--- Given entries Enclosed Below ---

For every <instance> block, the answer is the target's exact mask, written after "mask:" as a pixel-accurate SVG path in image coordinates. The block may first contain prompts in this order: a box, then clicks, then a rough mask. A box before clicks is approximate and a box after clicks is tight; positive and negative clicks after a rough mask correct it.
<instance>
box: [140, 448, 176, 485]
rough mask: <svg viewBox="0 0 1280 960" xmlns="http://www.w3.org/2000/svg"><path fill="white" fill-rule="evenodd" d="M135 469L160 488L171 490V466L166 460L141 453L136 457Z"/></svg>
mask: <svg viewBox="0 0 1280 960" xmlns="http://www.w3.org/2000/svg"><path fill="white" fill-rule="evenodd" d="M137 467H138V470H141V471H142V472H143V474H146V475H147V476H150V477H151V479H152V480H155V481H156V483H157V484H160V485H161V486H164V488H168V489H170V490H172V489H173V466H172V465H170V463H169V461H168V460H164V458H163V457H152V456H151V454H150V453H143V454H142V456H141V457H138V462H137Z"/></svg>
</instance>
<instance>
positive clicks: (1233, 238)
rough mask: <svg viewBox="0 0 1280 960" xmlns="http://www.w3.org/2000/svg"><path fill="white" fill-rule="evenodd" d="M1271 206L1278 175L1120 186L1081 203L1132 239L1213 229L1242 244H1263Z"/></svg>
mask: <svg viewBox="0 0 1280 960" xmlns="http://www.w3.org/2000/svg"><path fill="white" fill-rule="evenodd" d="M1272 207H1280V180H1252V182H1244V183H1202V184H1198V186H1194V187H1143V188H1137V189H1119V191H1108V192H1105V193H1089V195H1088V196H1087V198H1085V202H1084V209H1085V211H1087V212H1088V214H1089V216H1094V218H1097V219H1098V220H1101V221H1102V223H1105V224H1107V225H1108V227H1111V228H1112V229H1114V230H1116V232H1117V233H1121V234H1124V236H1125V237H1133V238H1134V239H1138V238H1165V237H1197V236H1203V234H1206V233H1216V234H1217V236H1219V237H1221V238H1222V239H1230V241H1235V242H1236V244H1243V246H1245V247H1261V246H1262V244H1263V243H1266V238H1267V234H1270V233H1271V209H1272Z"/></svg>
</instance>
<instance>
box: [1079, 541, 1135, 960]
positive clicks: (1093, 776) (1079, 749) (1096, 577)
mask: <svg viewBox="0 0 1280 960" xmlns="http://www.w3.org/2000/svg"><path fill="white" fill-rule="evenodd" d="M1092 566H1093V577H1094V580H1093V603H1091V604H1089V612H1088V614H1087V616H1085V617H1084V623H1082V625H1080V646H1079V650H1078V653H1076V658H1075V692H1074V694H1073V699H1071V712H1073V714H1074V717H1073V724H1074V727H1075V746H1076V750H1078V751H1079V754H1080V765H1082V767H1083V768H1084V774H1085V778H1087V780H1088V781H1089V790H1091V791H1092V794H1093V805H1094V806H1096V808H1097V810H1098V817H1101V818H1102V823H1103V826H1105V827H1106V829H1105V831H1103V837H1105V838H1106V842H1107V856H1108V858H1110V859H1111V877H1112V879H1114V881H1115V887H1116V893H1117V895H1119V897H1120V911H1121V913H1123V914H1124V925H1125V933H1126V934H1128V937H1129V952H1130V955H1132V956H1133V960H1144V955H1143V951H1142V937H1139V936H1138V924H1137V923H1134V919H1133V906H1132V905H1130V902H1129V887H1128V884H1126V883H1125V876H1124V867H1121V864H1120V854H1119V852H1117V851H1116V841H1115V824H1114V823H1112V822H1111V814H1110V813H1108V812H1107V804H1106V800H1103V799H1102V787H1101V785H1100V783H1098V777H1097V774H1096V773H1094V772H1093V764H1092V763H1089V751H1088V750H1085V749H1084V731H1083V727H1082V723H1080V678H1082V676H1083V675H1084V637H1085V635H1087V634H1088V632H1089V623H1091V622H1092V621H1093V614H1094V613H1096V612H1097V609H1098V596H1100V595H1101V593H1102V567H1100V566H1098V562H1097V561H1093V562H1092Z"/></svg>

--- End of Enclosed Given entries ---

§ Task goal
Please count the lines of the records that contain the string "rough", matching case exactly, and give only the number.

§ Answer section
3